What this task involves: Instruction for the entries that follow: retype exactly the lines from the line with "Query: dark purple plum" to the line with "column 311, row 208", both included, and omit all others.

[Point-per-instance localization data]
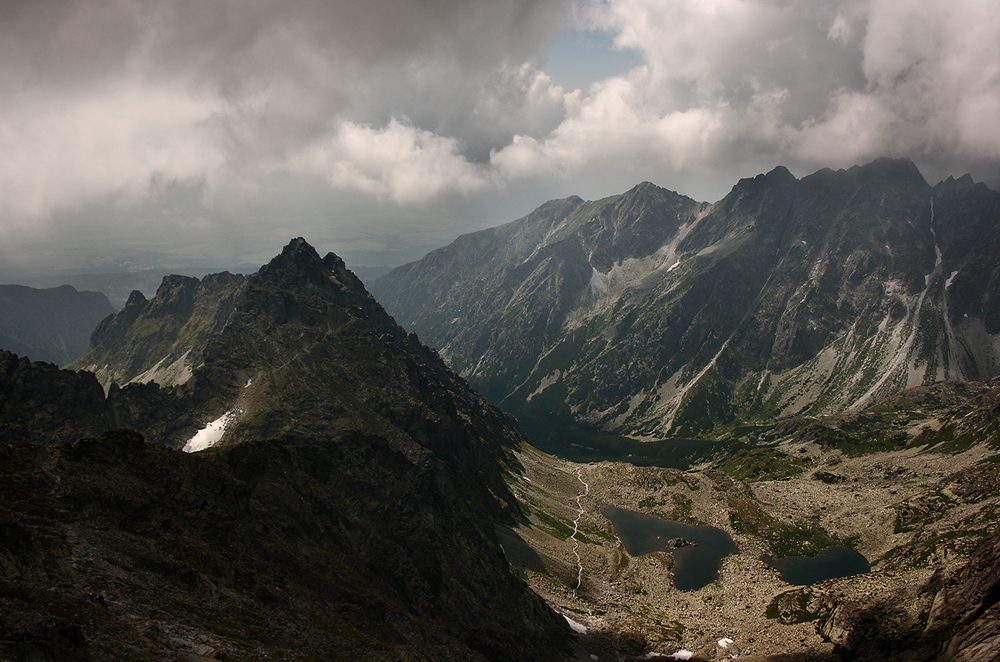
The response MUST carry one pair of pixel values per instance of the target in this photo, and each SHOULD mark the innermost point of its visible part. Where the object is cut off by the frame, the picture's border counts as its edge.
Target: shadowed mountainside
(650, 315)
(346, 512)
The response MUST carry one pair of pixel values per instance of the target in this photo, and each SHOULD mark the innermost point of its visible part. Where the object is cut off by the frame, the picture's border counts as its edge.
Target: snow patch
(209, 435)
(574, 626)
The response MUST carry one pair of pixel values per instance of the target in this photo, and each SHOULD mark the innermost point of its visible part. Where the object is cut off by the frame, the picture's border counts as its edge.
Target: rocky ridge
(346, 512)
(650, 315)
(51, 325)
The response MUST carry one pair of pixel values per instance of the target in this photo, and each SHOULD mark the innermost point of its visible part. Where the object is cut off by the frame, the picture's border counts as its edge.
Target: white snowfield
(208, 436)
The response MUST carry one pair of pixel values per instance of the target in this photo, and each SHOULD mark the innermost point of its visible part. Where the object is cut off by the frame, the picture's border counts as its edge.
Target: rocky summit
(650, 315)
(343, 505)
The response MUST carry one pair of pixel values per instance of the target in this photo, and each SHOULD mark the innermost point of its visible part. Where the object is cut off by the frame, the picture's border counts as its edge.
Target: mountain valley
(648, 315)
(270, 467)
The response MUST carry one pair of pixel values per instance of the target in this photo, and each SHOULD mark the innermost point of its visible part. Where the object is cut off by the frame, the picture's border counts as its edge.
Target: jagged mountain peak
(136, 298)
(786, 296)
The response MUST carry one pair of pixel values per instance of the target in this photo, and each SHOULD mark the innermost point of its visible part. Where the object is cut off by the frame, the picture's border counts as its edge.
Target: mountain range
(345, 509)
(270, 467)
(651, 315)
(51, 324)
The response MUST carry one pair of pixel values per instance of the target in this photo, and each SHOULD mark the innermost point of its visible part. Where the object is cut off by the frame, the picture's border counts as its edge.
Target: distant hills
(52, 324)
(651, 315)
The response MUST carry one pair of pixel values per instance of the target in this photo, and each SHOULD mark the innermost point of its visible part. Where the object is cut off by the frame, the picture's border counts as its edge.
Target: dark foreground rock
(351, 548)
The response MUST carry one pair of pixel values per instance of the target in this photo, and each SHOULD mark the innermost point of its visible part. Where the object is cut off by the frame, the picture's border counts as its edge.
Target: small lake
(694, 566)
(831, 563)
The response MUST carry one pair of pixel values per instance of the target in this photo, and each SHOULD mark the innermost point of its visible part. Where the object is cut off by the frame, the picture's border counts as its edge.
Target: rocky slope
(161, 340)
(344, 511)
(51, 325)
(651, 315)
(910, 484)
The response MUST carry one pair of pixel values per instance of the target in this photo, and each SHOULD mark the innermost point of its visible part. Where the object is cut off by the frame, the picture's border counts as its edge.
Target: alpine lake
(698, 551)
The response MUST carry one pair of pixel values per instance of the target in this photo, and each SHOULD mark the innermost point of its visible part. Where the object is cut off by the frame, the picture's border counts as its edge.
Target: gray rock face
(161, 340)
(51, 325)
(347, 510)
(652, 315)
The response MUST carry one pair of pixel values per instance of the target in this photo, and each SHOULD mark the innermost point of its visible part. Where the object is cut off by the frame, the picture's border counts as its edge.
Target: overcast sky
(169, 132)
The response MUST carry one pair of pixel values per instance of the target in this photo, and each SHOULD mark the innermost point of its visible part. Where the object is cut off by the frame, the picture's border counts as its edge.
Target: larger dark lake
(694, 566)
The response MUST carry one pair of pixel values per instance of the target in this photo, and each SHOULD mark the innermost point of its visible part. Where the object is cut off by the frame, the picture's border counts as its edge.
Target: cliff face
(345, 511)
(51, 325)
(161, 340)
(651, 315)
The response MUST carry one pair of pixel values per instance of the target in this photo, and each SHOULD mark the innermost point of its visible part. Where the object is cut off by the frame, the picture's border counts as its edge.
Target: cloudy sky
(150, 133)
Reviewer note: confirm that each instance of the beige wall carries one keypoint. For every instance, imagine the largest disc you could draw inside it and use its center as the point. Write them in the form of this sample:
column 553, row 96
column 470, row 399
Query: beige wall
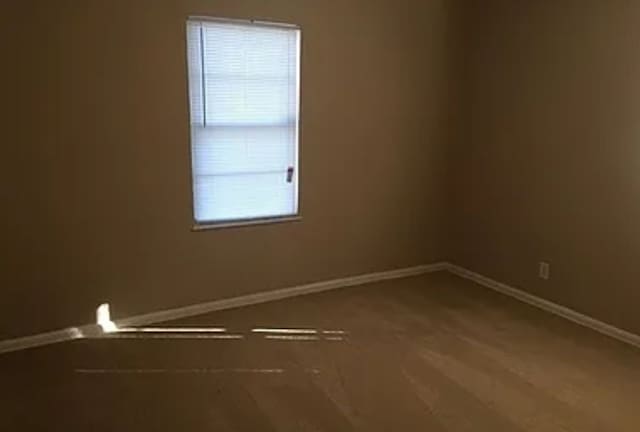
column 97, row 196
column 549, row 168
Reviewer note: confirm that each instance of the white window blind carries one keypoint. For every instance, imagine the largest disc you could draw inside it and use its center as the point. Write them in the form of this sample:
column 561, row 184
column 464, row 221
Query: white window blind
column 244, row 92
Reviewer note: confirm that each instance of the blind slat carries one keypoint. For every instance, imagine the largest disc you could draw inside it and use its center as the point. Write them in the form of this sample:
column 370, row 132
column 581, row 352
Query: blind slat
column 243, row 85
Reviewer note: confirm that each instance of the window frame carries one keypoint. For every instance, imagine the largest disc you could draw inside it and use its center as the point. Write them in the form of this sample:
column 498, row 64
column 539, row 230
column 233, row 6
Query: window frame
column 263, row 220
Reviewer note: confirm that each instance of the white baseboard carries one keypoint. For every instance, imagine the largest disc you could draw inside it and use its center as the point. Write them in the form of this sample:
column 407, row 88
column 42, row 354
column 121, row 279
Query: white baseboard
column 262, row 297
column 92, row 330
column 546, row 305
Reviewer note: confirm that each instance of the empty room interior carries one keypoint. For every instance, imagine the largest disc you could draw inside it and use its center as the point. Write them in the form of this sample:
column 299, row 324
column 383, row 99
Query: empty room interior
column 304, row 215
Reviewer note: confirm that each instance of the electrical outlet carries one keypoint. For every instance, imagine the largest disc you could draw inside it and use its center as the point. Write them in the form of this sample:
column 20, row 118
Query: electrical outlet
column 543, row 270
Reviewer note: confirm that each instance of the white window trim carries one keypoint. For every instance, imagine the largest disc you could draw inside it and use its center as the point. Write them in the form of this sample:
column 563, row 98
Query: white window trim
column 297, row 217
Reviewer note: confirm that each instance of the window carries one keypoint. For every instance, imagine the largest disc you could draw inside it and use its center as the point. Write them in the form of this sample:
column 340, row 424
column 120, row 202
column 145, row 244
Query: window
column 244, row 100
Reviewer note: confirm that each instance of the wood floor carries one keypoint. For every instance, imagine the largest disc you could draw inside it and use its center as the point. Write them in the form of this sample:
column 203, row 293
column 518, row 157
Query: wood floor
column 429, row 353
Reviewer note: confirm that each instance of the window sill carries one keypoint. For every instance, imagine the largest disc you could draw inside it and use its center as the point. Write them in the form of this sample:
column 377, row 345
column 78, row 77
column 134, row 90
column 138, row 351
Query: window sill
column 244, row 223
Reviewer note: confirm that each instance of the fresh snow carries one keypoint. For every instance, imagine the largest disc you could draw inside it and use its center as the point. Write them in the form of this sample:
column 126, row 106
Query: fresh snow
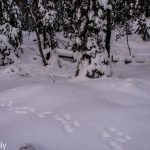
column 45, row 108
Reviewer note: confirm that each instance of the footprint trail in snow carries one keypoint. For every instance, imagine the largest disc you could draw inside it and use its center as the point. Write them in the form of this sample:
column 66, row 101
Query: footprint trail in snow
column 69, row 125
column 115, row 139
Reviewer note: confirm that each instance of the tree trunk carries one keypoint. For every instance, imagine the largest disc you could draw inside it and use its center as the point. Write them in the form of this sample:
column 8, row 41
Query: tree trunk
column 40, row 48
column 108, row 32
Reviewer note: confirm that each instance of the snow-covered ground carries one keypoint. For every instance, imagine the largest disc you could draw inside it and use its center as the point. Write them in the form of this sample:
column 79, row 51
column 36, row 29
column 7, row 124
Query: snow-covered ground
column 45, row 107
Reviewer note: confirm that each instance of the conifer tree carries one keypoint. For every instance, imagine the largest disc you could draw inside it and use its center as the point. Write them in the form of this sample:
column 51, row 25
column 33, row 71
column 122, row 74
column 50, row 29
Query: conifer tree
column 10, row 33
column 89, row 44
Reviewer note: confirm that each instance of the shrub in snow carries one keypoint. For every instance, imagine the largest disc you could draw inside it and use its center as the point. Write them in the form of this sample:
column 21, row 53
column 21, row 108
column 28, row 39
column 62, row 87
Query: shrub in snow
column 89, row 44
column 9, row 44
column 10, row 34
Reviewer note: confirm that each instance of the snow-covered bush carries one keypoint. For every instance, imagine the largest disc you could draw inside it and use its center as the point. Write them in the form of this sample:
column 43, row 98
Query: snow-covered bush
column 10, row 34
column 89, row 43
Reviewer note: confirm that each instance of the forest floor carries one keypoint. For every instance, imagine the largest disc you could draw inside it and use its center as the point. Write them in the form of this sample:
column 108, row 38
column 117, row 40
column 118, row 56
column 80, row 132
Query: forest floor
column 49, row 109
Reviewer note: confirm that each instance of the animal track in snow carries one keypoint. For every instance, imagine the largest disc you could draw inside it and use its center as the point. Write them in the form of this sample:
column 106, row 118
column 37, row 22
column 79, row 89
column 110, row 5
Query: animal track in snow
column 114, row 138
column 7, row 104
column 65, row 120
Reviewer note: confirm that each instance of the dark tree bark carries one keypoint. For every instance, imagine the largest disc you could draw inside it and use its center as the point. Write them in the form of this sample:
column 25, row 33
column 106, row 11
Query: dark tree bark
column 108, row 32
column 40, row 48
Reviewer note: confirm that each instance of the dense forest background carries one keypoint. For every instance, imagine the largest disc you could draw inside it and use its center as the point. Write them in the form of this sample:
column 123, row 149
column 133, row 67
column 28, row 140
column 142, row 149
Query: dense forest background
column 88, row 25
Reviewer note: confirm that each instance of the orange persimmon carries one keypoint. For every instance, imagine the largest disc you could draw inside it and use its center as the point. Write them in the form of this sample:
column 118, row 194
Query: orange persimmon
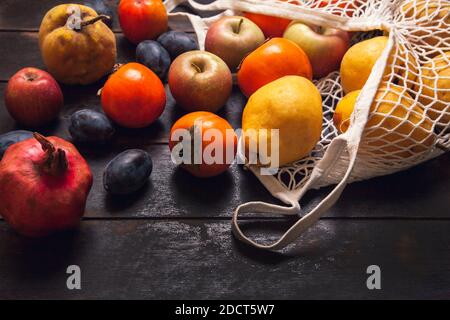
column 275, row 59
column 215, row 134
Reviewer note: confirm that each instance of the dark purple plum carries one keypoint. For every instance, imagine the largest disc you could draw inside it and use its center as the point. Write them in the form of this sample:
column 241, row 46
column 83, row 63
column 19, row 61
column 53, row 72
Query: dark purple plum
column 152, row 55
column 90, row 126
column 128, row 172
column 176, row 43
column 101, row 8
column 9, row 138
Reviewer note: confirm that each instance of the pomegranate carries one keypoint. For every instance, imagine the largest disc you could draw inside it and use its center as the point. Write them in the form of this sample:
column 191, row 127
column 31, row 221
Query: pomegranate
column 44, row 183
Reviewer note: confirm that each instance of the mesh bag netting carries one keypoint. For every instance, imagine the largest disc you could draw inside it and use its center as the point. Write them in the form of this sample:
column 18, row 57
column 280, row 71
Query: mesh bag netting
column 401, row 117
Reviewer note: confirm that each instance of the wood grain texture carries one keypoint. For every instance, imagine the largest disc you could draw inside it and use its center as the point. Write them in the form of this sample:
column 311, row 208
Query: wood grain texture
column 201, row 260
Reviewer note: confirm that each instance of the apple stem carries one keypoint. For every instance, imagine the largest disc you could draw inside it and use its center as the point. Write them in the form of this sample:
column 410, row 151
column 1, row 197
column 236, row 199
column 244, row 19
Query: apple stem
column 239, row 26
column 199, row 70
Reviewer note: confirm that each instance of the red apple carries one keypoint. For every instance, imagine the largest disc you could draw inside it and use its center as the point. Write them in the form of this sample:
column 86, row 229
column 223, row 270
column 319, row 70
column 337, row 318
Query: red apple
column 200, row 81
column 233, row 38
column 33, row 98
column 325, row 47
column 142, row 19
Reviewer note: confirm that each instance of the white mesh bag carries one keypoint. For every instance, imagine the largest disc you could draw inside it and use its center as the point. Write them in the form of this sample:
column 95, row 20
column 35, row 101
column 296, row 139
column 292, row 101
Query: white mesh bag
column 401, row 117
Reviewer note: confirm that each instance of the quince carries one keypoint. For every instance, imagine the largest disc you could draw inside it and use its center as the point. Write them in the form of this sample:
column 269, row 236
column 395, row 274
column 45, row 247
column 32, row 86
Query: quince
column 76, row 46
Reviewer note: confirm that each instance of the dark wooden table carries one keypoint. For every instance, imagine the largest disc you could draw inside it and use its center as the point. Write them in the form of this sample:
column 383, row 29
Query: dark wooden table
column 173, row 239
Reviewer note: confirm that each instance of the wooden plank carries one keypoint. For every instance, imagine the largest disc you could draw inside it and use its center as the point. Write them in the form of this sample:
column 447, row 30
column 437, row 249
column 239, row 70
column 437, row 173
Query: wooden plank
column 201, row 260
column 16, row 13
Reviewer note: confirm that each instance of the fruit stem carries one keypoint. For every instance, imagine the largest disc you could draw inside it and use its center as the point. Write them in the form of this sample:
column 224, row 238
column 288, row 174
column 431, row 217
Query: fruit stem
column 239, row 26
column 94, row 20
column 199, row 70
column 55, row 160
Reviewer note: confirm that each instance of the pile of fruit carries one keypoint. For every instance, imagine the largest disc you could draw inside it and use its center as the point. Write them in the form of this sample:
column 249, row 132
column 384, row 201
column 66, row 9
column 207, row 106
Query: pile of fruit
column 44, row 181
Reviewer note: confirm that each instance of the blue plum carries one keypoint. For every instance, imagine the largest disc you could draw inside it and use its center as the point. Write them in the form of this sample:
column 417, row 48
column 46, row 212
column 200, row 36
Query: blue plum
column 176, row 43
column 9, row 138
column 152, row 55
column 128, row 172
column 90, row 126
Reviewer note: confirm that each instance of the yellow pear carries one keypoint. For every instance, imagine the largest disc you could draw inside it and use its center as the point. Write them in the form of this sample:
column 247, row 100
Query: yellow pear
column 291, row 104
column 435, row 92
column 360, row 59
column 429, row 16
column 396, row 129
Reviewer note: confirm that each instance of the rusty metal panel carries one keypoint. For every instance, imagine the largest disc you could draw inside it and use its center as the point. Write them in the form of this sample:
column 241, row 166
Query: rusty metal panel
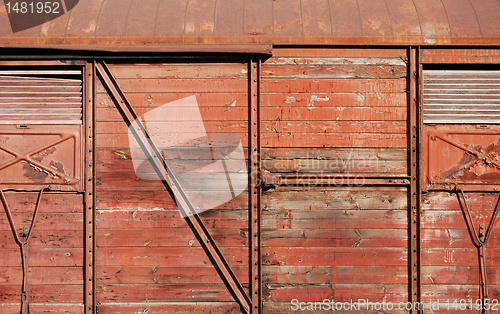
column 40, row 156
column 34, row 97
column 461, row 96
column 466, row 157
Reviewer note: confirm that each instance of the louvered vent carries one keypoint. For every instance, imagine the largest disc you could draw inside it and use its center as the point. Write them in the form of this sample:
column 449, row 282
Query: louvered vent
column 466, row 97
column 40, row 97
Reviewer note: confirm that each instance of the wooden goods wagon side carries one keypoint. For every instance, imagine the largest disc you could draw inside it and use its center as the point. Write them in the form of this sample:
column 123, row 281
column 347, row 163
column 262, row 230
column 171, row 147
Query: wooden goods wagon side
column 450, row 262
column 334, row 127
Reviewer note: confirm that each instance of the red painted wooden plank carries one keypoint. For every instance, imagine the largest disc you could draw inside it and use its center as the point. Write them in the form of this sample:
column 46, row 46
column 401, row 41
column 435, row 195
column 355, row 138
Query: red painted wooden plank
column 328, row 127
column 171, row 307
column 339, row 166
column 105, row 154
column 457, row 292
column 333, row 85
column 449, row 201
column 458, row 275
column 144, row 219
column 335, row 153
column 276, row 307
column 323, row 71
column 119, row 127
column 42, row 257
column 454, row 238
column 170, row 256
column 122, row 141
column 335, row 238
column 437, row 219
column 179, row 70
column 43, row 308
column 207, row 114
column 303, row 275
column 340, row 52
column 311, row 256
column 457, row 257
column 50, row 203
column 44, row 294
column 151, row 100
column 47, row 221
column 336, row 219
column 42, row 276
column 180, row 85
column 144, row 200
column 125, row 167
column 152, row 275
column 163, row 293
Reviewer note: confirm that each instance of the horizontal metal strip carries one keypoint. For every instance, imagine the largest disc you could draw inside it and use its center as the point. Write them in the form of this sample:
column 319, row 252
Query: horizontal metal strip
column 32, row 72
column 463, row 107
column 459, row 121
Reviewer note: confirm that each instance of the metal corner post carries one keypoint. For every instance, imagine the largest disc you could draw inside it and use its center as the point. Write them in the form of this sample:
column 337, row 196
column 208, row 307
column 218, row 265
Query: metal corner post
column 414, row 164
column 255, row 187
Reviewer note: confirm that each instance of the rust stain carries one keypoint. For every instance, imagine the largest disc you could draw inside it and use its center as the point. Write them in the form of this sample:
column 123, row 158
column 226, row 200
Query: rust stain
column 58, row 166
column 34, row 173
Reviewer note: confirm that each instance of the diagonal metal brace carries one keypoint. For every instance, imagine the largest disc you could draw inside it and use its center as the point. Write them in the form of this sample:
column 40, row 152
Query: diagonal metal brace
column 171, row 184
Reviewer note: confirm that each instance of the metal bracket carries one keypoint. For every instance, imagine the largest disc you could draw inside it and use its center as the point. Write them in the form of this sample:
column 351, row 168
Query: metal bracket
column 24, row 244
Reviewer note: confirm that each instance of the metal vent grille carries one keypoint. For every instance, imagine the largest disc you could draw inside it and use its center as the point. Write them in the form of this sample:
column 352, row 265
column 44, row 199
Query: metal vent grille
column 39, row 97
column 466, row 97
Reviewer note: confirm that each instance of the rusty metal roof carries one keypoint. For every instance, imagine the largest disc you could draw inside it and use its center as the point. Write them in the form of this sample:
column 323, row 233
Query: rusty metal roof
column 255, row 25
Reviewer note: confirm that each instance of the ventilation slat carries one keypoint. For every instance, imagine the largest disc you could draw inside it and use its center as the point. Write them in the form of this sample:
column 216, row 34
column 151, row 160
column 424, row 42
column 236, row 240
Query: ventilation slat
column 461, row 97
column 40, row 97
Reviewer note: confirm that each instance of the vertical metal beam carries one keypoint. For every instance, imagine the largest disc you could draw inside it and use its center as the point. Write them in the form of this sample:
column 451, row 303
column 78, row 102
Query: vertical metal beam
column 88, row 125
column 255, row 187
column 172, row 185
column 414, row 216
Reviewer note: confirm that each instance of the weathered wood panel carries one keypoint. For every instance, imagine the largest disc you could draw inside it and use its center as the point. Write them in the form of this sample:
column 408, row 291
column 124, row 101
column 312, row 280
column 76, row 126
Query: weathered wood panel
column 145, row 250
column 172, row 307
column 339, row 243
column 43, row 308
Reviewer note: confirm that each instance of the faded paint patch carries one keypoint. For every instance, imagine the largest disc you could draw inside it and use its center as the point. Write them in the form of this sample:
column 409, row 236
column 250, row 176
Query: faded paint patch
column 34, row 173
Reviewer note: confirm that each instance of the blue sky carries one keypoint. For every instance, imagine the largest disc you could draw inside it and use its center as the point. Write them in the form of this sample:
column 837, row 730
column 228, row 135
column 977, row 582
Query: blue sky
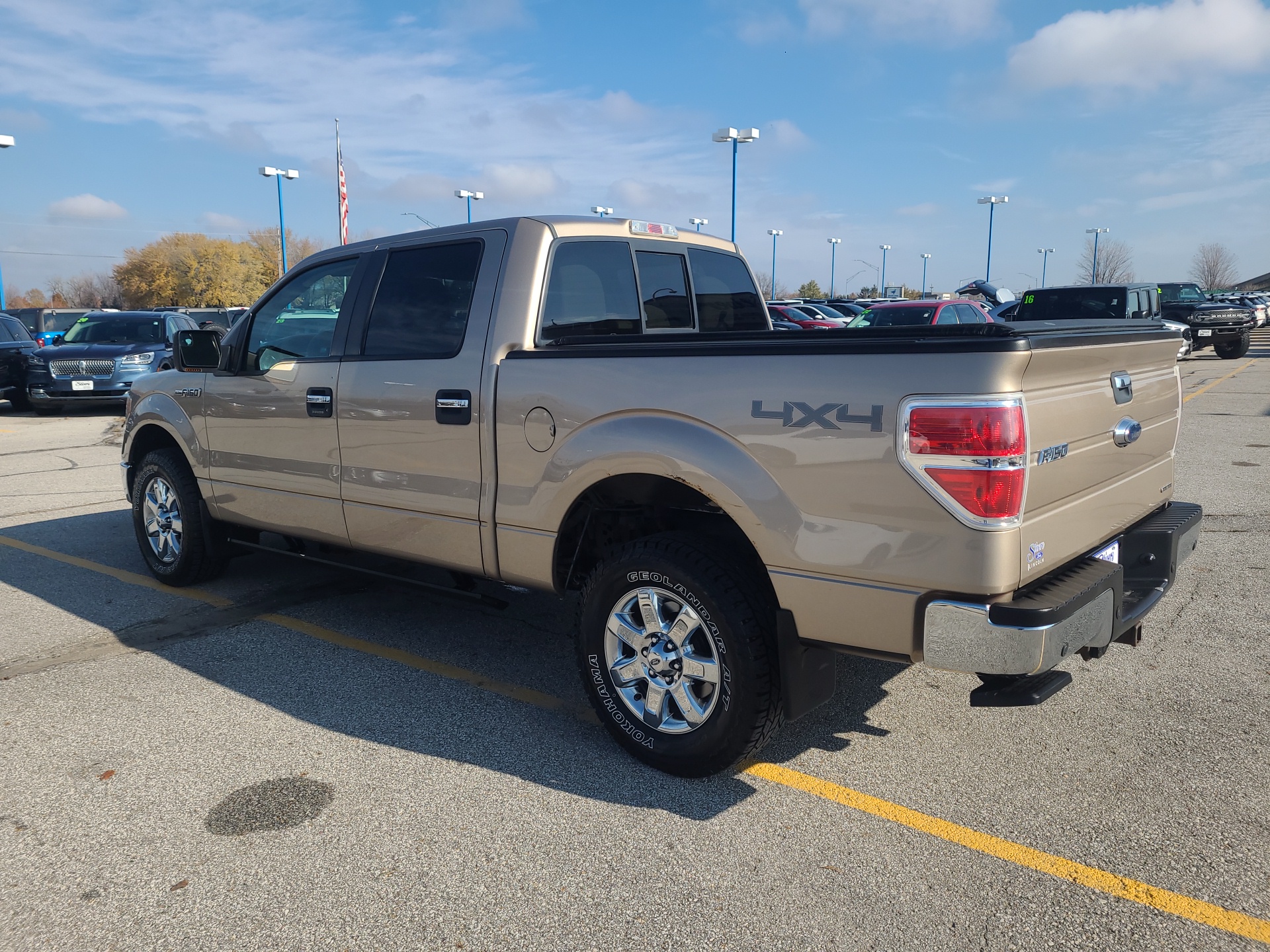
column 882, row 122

Solution to this problem:
Query: dark purple plum
column 152, row 55
column 90, row 126
column 128, row 172
column 176, row 43
column 101, row 8
column 9, row 138
Reviewer note: confirm that each instance of the pomegranate carries one keypoint. For every instance, imagine the largest disc you could draw inside it and use its center as the point. Write them in the form of this sample:
column 191, row 127
column 31, row 221
Query: pomegranate
column 44, row 183
Reviewer note: confirm that each instance of the mesh bag netting carries one keypoint. For every instance, imagine the largest disc you could draw inside it and use its center as the point. Write them in the form of this sample:
column 18, row 57
column 280, row 71
Query: mesh bag netting
column 401, row 117
Reviewer note: confirm that each instance of the wood grain texture carries one keypoint. For every instance, imagine the largest disc you could draw inside it and use its center as the point. Write them in the form of this sample:
column 311, row 208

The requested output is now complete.